= Excerpts of bounding box data =
----

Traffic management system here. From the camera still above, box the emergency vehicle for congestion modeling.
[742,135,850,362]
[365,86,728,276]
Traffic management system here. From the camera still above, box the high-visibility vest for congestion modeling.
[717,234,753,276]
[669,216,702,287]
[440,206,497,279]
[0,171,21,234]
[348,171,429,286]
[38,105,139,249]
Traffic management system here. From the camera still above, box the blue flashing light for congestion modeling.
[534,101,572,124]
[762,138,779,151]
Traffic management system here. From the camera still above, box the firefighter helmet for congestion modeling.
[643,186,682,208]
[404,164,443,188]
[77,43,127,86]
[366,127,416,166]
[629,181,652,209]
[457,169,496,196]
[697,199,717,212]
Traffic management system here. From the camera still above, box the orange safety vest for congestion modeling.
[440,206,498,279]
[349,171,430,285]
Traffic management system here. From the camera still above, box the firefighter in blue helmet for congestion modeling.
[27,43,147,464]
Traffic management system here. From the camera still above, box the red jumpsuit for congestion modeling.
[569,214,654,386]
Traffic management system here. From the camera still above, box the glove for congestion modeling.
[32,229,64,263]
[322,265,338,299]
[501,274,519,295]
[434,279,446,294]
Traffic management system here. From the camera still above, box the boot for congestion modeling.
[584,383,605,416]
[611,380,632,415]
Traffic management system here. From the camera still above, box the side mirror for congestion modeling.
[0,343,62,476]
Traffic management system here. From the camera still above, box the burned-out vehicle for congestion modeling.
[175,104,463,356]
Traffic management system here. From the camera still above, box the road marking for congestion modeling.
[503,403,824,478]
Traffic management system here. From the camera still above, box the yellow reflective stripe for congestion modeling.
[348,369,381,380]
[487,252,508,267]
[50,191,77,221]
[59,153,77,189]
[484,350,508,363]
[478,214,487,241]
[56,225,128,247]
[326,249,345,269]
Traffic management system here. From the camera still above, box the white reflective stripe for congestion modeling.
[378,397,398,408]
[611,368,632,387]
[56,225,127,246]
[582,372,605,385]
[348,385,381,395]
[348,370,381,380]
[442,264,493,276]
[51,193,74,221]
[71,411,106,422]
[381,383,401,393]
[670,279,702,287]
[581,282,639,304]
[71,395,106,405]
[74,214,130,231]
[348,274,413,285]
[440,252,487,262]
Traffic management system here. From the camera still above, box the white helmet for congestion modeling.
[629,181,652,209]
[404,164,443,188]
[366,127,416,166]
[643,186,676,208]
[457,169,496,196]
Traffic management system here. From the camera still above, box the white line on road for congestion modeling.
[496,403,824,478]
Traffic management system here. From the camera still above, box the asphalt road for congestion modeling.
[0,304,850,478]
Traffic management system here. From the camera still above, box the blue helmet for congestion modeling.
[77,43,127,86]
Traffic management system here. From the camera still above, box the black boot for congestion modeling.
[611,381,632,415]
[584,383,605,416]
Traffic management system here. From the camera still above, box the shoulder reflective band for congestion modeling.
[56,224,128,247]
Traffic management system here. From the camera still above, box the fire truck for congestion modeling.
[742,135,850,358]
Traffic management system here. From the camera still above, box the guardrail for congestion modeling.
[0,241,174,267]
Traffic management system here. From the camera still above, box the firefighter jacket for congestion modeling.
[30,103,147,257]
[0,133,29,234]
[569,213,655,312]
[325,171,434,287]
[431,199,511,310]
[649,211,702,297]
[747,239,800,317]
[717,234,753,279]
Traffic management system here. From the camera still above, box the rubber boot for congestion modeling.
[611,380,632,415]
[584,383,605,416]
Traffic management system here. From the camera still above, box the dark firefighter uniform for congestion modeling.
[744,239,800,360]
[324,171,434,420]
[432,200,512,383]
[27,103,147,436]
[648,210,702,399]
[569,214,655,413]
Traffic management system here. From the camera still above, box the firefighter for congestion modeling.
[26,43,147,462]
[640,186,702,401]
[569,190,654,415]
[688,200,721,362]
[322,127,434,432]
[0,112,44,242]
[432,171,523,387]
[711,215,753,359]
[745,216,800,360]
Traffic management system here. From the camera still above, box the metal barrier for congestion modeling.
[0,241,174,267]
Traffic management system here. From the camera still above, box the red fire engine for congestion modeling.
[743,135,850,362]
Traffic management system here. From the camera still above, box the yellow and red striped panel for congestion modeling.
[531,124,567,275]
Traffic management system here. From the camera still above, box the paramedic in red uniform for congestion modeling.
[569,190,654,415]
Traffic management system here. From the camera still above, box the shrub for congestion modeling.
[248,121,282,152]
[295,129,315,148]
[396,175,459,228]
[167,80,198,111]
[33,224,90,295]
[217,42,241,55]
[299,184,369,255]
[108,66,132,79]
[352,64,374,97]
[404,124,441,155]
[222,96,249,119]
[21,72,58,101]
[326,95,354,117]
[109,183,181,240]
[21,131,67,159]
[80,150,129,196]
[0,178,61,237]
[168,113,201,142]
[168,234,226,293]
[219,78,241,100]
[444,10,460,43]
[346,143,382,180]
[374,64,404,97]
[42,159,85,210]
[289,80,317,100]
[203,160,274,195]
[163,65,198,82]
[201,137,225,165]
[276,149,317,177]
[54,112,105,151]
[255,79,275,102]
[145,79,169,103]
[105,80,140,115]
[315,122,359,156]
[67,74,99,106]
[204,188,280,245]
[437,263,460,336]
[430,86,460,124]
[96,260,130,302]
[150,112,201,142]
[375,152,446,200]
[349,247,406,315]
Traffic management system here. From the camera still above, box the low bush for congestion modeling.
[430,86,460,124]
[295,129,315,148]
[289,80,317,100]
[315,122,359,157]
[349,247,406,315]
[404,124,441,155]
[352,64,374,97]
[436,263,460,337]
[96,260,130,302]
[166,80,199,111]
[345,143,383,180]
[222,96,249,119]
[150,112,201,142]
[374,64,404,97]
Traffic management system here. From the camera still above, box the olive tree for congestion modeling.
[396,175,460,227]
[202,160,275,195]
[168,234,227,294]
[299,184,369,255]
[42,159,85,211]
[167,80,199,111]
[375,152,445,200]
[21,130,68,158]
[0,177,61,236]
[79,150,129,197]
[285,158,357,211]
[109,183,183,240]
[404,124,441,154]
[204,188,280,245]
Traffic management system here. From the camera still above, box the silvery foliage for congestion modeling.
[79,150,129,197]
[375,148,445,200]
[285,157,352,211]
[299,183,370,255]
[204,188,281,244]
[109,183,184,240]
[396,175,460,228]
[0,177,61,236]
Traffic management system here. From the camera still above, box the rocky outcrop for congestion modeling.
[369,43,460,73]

----

= Given request =
Please rewrite all of the entries above, switching "congestion modeling" to "traffic flow analysis" wherever it occurs and keeping everything else the same.

= The output =
Traffic management system here. From the camera still above, box the emergency vehicle for traffic flow analysis.
[742,135,850,362]
[365,86,728,276]
Traffic management system here. From the camera still above, box the high-visibility vest for traffic flow analysis.
[717,234,753,276]
[669,216,702,287]
[440,206,497,279]
[0,171,21,234]
[348,171,429,286]
[38,105,139,249]
Traffic management system here. From the camera still above, box the blue flashing light for traffic flow analysis.
[534,101,572,124]
[762,138,779,151]
Traffic management system here. From the camera still above, box the firefighter helmet for traffic flow analysis.
[643,186,682,208]
[404,164,443,188]
[77,43,127,86]
[366,127,416,166]
[629,181,652,209]
[457,169,496,196]
[697,199,717,212]
Traffic management system here. From the camera still above, box the orange safety vest for traffic flow analysis.
[440,206,498,279]
[349,171,430,285]
Traffic management system here. From the camera still above, box the firefighter in blue helmet for traffic flow analysis.
[27,43,147,464]
Traffic management system here. From the camera still above, box the red jumpsuit for traffic flow analysis.
[569,214,654,386]
Traffic management system here. From the camera still above, box the glove for traffic flow analysis.
[32,229,64,263]
[322,265,338,299]
[501,274,519,295]
[434,279,446,294]
Traffic management system here. From the camera still above, box the boot for traffic flow analysis.
[584,383,605,416]
[611,380,632,415]
Traffic management system here. From the camera still above, box the side mirror for traffic flow analysis.
[0,343,62,476]
Traffic management system here. From the camera still above, box the burned-out vehicle for traffic flow analysis.
[175,104,463,356]
Traffic management system here. From the camera still above, box the road marking for traffic flow analysis.
[503,403,824,478]
Traffic management system here. From the camera still above, box the yellow reflective stripe for traffic flow analysis.
[348,369,381,380]
[487,252,508,267]
[50,191,77,221]
[59,153,77,189]
[484,350,508,363]
[478,214,487,241]
[56,225,128,247]
[326,249,345,269]
Traffic management system here. From the camera still above, box the white reflective stripe for traffic flow analysis.
[378,397,398,408]
[611,368,632,387]
[56,225,127,246]
[582,372,605,385]
[348,385,381,395]
[348,370,381,380]
[442,264,493,276]
[51,193,74,221]
[71,411,106,422]
[381,383,401,393]
[670,279,702,287]
[581,282,639,304]
[71,395,106,405]
[74,214,130,231]
[348,274,413,285]
[440,252,487,262]
Traffic management system here. From the camera still above, box the white helmet for traffic flow analysis.
[629,181,652,209]
[404,164,443,188]
[366,127,416,166]
[643,186,676,208]
[457,169,496,196]
Traffic management system here. From the camera still above, box the white line on road for traffic flow analysis.
[496,403,824,478]
Traffic management system here. From the camera still above, box the asphalt road for traffic flow analysis.
[0,304,850,478]
Traffic management system here. From the camera still above, box the blue helmet for traffic flow analysis.
[77,43,127,86]
Traffic management system here. From the camera still above, box the black boot for traffic flow analysis.
[611,381,632,415]
[584,383,605,416]
Traffic management system here. From the camera still above, box the shoulder reflective band for traffic flow analysis.
[56,224,128,247]
Traffic management system here. From the camera still above, box the fire truck for traffic flow analysis.
[742,135,850,358]
Traffic management system here. From the camera still above, box the guardrail for traffic flow analysis.
[0,241,174,267]
Traffic management system here. From the camera still above, box the firefighter jacket for traffic flow analysis.
[30,103,147,257]
[0,133,29,234]
[569,213,655,312]
[325,171,434,287]
[431,199,511,310]
[649,211,702,297]
[747,239,800,317]
[717,234,753,279]
Traffic management system here. From the camera still above, box the rubber boot for traffic flow analysis.
[611,380,632,415]
[584,383,605,416]
Traffic management system here. From the camera still above, box the dark firefighter uniform for traffic flow analysis.
[744,239,800,360]
[324,171,434,420]
[432,200,512,383]
[27,103,147,436]
[648,210,702,399]
[569,214,655,413]
Traffic management system here. From the camera still above, box the firefighter for traffic flow analysis.
[26,43,147,462]
[640,186,702,401]
[569,190,654,415]
[688,200,721,362]
[322,127,434,432]
[0,112,44,242]
[432,171,523,387]
[711,215,753,359]
[745,216,800,360]
Traffic management system here. From the camera still above, box the metal barrier for traffic flow analysis.
[0,241,174,267]
Traffic management system here. From the camera still above, box the red fire engine for traffic flow analysis.
[743,135,850,362]
Traffic management system here. From the camera still above, box the yellow and red striped panel for traffic flow analysis.
[531,124,567,275]
Traffic management system here. From the camera still above, box the paramedic in red uniform for traffic flow analysis.
[569,190,654,415]
Traffic management system here. From the camera still above, box the shrub for traffic flow analysis.
[248,121,282,152]
[295,129,315,148]
[396,175,459,228]
[167,80,198,111]
[33,224,90,295]
[217,42,241,55]
[299,184,369,255]
[108,66,132,79]
[352,64,374,97]
[404,124,441,155]
[222,96,249,119]
[21,72,58,101]
[326,95,354,117]
[109,183,181,240]
[21,131,67,159]
[80,150,129,196]
[0,178,61,237]
[168,113,201,142]
[168,234,226,293]
[219,78,241,100]
[444,10,460,43]
[346,143,382,180]
[374,64,404,97]
[42,159,85,210]
[289,80,317,100]
[203,160,274,195]
[163,65,198,82]
[201,137,225,165]
[276,149,317,177]
[54,112,105,151]
[255,79,275,102]
[145,79,169,103]
[105,80,140,115]
[315,122,359,156]
[67,74,99,106]
[204,188,280,245]
[437,263,460,336]
[430,86,460,124]
[96,260,130,302]
[150,112,201,142]
[375,152,446,200]
[349,247,406,315]
Traffic management system here. From the camera still above, box the low bush for traffic flow analysis.
[430,86,460,124]
[295,129,315,148]
[289,80,317,100]
[315,122,359,157]
[349,247,406,315]
[404,124,441,155]
[352,64,374,97]
[436,263,460,337]
[96,260,130,302]
[166,80,199,111]
[345,143,383,180]
[222,96,249,119]
[150,112,201,142]
[374,64,404,97]
Traffic management system here. From the camera still above, box the olive tree for traffic flow analysis.
[396,175,460,227]
[202,160,275,195]
[168,234,227,294]
[299,184,369,255]
[42,159,85,211]
[167,80,199,111]
[375,152,445,200]
[21,130,68,158]
[0,177,61,236]
[79,150,129,197]
[285,158,357,211]
[109,183,183,240]
[404,124,441,154]
[204,188,280,245]
Traffic management system here. From the camera still above, box the silvery foliage for traffic flow analysis.
[79,150,129,197]
[375,148,445,200]
[285,157,352,211]
[299,183,370,255]
[204,188,281,244]
[109,183,184,240]
[396,175,460,228]
[0,177,61,236]
Traffic management system here. From the camera still above, box the rocky outcrop for traffic flow analysis.
[369,43,460,73]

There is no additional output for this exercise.